What to produce
In the text on formation and invention, edit the stretch from "The problems of embryological" through "(Ruyer 2020: 167)" so that "amnesia" stands in place of "aphasia".

Extracted text

● ● ● ● ●

The problems of embryological formation are always essentially ‘vertical’, like the problems of aphasia. They manifest themselves through condensations, agglutinations, duplications, preservations, abnormal developmental arrests – in short, through a gruelling transition in space of non-spatial themes. (Ruyer 2020: 167)

Behind this there is a precise theory of invention, which traces a continuity between all formative, nonfunctional activities at all scales, physical, chemical, biological, psychic, social, intellectual, cosmological. We will further expand on Ruyer’s reasoning in the next section, but we can already sketch a general conclusion. Certain domains of reality, whether they are usually categorised as ‘human’ or ‘nonhuman’, ‘sentient’ or ‘nonsentient’, ‘mental’ or ‘material’, present characteristics that allow us to place them on a continuum of actions. A pianist “composes, fumbling, a melody that expresses a vague feeling that he is experiencing” (95). A bird builds a nest or repairs a damaged part of it (93 − 5). “From the vague and atmospheric impressions induced by the madeleine, Proust reconstructs the immense edifice of his recollections” (Ruyer 2016: 73). “Touched by the optical vesicle, the ectodermic tissue rapidly constructs a lens and a cornea from a simple thickening of the cephalic epiblast” (73).

● ● ● ● ●

Information provided
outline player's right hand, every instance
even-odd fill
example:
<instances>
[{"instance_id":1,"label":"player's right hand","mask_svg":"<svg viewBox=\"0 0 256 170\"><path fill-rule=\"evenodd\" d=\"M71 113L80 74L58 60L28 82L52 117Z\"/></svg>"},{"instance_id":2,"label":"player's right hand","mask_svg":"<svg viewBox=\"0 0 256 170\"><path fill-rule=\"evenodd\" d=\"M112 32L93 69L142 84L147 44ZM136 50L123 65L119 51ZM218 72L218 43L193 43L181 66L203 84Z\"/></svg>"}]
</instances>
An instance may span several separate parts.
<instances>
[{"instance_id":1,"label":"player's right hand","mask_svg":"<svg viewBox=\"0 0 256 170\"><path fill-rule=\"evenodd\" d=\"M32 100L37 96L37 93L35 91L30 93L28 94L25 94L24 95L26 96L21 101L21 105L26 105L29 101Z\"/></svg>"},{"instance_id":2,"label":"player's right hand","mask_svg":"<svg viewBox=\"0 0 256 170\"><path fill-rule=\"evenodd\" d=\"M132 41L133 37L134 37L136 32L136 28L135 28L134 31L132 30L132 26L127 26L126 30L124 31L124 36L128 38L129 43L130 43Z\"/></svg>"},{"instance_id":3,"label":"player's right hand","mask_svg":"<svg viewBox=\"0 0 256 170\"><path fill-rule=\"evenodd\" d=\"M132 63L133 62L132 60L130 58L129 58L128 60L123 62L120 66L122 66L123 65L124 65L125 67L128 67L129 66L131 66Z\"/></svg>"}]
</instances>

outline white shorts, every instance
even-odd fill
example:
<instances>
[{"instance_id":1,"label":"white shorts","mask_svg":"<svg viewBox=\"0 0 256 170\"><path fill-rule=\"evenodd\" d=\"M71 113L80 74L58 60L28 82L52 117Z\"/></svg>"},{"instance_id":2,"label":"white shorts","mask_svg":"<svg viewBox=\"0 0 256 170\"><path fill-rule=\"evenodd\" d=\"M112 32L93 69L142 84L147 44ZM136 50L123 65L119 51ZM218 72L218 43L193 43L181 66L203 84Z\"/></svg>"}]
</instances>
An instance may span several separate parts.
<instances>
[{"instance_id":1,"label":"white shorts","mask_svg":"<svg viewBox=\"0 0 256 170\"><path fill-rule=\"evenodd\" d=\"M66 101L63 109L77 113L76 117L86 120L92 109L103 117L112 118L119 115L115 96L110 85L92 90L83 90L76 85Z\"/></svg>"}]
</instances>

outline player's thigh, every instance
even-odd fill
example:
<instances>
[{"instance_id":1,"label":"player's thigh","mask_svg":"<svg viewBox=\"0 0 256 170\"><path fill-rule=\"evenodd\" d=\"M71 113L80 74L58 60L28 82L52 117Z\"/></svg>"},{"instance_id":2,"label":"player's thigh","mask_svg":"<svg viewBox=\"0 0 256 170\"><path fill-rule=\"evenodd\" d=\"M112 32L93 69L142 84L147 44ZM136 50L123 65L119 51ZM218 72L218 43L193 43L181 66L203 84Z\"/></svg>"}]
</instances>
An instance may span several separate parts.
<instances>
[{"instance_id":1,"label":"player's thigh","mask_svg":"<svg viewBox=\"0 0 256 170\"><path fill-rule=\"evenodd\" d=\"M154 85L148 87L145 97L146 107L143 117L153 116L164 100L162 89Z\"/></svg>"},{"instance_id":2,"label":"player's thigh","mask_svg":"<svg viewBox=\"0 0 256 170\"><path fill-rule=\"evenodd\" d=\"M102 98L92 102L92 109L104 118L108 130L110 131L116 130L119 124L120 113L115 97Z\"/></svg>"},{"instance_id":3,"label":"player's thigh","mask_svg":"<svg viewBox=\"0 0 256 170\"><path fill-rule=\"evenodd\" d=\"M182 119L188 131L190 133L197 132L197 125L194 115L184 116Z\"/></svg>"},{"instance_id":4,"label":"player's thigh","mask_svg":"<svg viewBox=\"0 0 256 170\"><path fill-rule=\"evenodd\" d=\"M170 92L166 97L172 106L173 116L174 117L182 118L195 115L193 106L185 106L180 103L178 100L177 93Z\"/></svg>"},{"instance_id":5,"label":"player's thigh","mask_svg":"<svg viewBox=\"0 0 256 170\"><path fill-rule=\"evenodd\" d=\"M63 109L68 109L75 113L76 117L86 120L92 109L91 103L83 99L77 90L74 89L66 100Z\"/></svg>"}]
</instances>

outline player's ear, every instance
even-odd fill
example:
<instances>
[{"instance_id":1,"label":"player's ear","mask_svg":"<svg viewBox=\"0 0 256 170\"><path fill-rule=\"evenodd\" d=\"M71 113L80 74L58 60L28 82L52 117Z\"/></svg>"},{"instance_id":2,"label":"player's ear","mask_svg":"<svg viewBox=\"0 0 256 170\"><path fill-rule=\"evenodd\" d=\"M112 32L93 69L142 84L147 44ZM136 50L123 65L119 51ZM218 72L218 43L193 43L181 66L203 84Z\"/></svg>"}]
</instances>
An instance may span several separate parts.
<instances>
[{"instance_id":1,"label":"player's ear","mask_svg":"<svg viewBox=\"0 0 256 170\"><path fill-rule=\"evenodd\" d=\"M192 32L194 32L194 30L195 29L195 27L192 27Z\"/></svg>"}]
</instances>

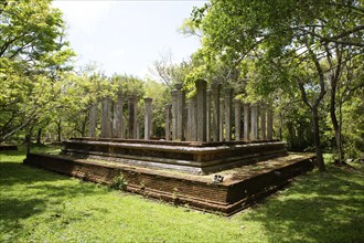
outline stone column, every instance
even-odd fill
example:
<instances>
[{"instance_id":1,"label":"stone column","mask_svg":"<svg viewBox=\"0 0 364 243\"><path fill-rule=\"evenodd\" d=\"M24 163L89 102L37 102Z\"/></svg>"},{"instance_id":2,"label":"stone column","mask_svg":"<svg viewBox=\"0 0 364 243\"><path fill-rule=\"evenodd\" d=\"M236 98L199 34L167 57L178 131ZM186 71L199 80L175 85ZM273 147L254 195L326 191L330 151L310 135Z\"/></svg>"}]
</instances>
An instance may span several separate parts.
<instances>
[{"instance_id":1,"label":"stone column","mask_svg":"<svg viewBox=\"0 0 364 243\"><path fill-rule=\"evenodd\" d=\"M152 98L144 98L144 140L149 140L152 131Z\"/></svg>"},{"instance_id":2,"label":"stone column","mask_svg":"<svg viewBox=\"0 0 364 243\"><path fill-rule=\"evenodd\" d=\"M267 139L272 139L272 108L270 105L267 107Z\"/></svg>"},{"instance_id":3,"label":"stone column","mask_svg":"<svg viewBox=\"0 0 364 243\"><path fill-rule=\"evenodd\" d=\"M244 140L249 140L249 104L244 104Z\"/></svg>"},{"instance_id":4,"label":"stone column","mask_svg":"<svg viewBox=\"0 0 364 243\"><path fill-rule=\"evenodd\" d=\"M211 141L211 91L206 91L206 141Z\"/></svg>"},{"instance_id":5,"label":"stone column","mask_svg":"<svg viewBox=\"0 0 364 243\"><path fill-rule=\"evenodd\" d=\"M129 138L136 139L137 138L137 96L130 95L129 96Z\"/></svg>"},{"instance_id":6,"label":"stone column","mask_svg":"<svg viewBox=\"0 0 364 243\"><path fill-rule=\"evenodd\" d=\"M250 140L256 140L258 137L258 110L257 110L257 104L254 103L250 105L251 109L251 123L250 123Z\"/></svg>"},{"instance_id":7,"label":"stone column","mask_svg":"<svg viewBox=\"0 0 364 243\"><path fill-rule=\"evenodd\" d=\"M260 139L266 140L266 105L260 105Z\"/></svg>"},{"instance_id":8,"label":"stone column","mask_svg":"<svg viewBox=\"0 0 364 243\"><path fill-rule=\"evenodd\" d=\"M213 102L213 141L220 140L220 89L221 84L212 85L212 102Z\"/></svg>"},{"instance_id":9,"label":"stone column","mask_svg":"<svg viewBox=\"0 0 364 243\"><path fill-rule=\"evenodd\" d=\"M233 88L225 89L225 141L232 140L232 96Z\"/></svg>"},{"instance_id":10,"label":"stone column","mask_svg":"<svg viewBox=\"0 0 364 243\"><path fill-rule=\"evenodd\" d=\"M176 139L176 106L178 106L178 102L176 102L176 89L171 91L171 95L172 95L172 124L171 124L171 128L172 128L172 140Z\"/></svg>"},{"instance_id":11,"label":"stone column","mask_svg":"<svg viewBox=\"0 0 364 243\"><path fill-rule=\"evenodd\" d=\"M94 103L89 108L88 137L96 137L96 126L97 126L97 103Z\"/></svg>"},{"instance_id":12,"label":"stone column","mask_svg":"<svg viewBox=\"0 0 364 243\"><path fill-rule=\"evenodd\" d=\"M196 83L197 102L197 141L206 141L206 81L197 80Z\"/></svg>"},{"instance_id":13,"label":"stone column","mask_svg":"<svg viewBox=\"0 0 364 243\"><path fill-rule=\"evenodd\" d=\"M113 137L115 138L124 138L122 104L124 98L119 95L114 105Z\"/></svg>"},{"instance_id":14,"label":"stone column","mask_svg":"<svg viewBox=\"0 0 364 243\"><path fill-rule=\"evenodd\" d=\"M218 141L224 140L224 99L220 99L220 126L218 126Z\"/></svg>"},{"instance_id":15,"label":"stone column","mask_svg":"<svg viewBox=\"0 0 364 243\"><path fill-rule=\"evenodd\" d=\"M242 119L242 103L239 99L234 99L235 104L235 140L242 139L240 119Z\"/></svg>"},{"instance_id":16,"label":"stone column","mask_svg":"<svg viewBox=\"0 0 364 243\"><path fill-rule=\"evenodd\" d=\"M165 140L171 140L171 107L172 105L165 105Z\"/></svg>"},{"instance_id":17,"label":"stone column","mask_svg":"<svg viewBox=\"0 0 364 243\"><path fill-rule=\"evenodd\" d=\"M111 101L105 98L101 104L101 138L111 137Z\"/></svg>"},{"instance_id":18,"label":"stone column","mask_svg":"<svg viewBox=\"0 0 364 243\"><path fill-rule=\"evenodd\" d=\"M185 101L184 101L184 91L182 91L183 85L181 83L175 85L176 88L176 135L175 135L175 139L181 141L184 140L183 137L183 123L184 123L184 106L185 106Z\"/></svg>"}]
</instances>

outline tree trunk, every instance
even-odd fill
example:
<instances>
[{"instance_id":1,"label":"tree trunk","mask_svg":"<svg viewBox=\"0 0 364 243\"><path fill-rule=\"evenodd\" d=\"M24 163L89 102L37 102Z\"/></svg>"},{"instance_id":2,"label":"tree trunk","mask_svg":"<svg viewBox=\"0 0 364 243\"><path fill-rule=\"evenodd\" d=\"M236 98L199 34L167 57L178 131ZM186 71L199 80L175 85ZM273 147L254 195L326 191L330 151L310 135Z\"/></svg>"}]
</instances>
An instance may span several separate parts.
<instances>
[{"instance_id":1,"label":"tree trunk","mask_svg":"<svg viewBox=\"0 0 364 243\"><path fill-rule=\"evenodd\" d=\"M61 142L62 138L62 122L58 120L55 123L57 125L57 141Z\"/></svg>"},{"instance_id":2,"label":"tree trunk","mask_svg":"<svg viewBox=\"0 0 364 243\"><path fill-rule=\"evenodd\" d=\"M312 127L313 127L313 141L314 148L317 154L317 163L319 167L320 172L326 171L323 157L322 157L322 149L321 149L321 141L320 141L320 129L319 129L319 110L318 106L312 106Z\"/></svg>"},{"instance_id":3,"label":"tree trunk","mask_svg":"<svg viewBox=\"0 0 364 243\"><path fill-rule=\"evenodd\" d=\"M26 155L31 152L32 134L33 134L33 126L29 128L28 135L25 136L25 140L26 140Z\"/></svg>"},{"instance_id":4,"label":"tree trunk","mask_svg":"<svg viewBox=\"0 0 364 243\"><path fill-rule=\"evenodd\" d=\"M335 140L336 140L336 147L338 147L338 152L339 152L339 163L343 162L344 159L344 150L342 146L342 140L341 140L341 133L340 133L340 126L339 122L336 118L335 114L335 104L334 99L331 98L331 104L330 104L330 116L331 116L331 123L335 133Z\"/></svg>"},{"instance_id":5,"label":"tree trunk","mask_svg":"<svg viewBox=\"0 0 364 243\"><path fill-rule=\"evenodd\" d=\"M330 77L330 84L331 84L330 117L331 117L331 123L332 123L332 126L333 126L333 129L335 133L335 141L336 141L336 147L338 147L338 152L339 152L339 163L342 165L342 162L344 160L344 150L343 150L342 140L341 140L341 129L340 129L340 125L339 125L336 113L335 113L336 112L336 108L335 108L336 89L338 89L336 76Z\"/></svg>"}]
</instances>

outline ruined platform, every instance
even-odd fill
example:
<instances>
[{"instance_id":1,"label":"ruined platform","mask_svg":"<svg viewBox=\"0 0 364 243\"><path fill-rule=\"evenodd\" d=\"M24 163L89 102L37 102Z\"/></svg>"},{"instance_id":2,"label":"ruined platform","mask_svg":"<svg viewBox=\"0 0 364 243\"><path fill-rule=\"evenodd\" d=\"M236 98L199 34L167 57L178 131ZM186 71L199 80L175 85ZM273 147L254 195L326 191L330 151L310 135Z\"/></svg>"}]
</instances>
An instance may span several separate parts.
<instances>
[{"instance_id":1,"label":"ruined platform","mask_svg":"<svg viewBox=\"0 0 364 243\"><path fill-rule=\"evenodd\" d=\"M24 163L106 184L121 173L129 192L231 215L311 170L313 159L312 155L287 155L215 175L36 154L29 154ZM216 176L223 181L214 182Z\"/></svg>"},{"instance_id":2,"label":"ruined platform","mask_svg":"<svg viewBox=\"0 0 364 243\"><path fill-rule=\"evenodd\" d=\"M62 154L74 158L207 175L287 156L287 150L286 142L278 140L196 142L73 138L64 141Z\"/></svg>"}]
</instances>

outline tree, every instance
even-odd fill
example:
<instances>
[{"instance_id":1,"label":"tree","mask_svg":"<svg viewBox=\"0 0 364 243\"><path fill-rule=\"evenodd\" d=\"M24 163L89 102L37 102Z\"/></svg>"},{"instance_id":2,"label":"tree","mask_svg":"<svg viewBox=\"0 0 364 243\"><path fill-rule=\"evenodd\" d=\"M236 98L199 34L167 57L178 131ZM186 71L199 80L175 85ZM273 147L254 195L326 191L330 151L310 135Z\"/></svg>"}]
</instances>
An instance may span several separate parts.
<instances>
[{"instance_id":1,"label":"tree","mask_svg":"<svg viewBox=\"0 0 364 243\"><path fill-rule=\"evenodd\" d=\"M74 55L51 1L0 3L0 142L54 108Z\"/></svg>"},{"instance_id":2,"label":"tree","mask_svg":"<svg viewBox=\"0 0 364 243\"><path fill-rule=\"evenodd\" d=\"M354 55L363 53L363 1L213 0L194 9L192 20L202 30L206 60L218 56L239 65L249 59L272 71L257 68L263 82L283 74L286 85L299 87L312 113L318 166L324 171L319 108L333 68L330 61L340 57L334 46L341 53L349 47ZM335 66L350 59L338 59Z\"/></svg>"}]
</instances>

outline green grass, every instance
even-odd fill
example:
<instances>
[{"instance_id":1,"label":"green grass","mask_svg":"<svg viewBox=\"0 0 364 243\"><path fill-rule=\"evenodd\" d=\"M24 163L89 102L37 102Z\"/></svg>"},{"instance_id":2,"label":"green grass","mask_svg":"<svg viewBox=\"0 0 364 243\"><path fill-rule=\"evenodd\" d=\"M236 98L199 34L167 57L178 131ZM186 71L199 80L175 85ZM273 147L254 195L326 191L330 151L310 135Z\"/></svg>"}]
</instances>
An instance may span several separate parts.
<instances>
[{"instance_id":1,"label":"green grass","mask_svg":"<svg viewBox=\"0 0 364 243\"><path fill-rule=\"evenodd\" d=\"M364 240L363 165L301 176L227 219L31 168L23 158L22 149L0 151L0 242Z\"/></svg>"}]
</instances>

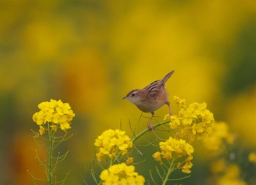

● ● ● ● ●

Task solution
The problems of embryological formation are always essentially ‘vertical’, like the problems of amnesia. They manifest themselves through condensations, agglutinations, duplications, preservations, abnormal developmental arrests – in short, through a gruelling transition in space of non-spatial themes. (Ruyer 2020: 167)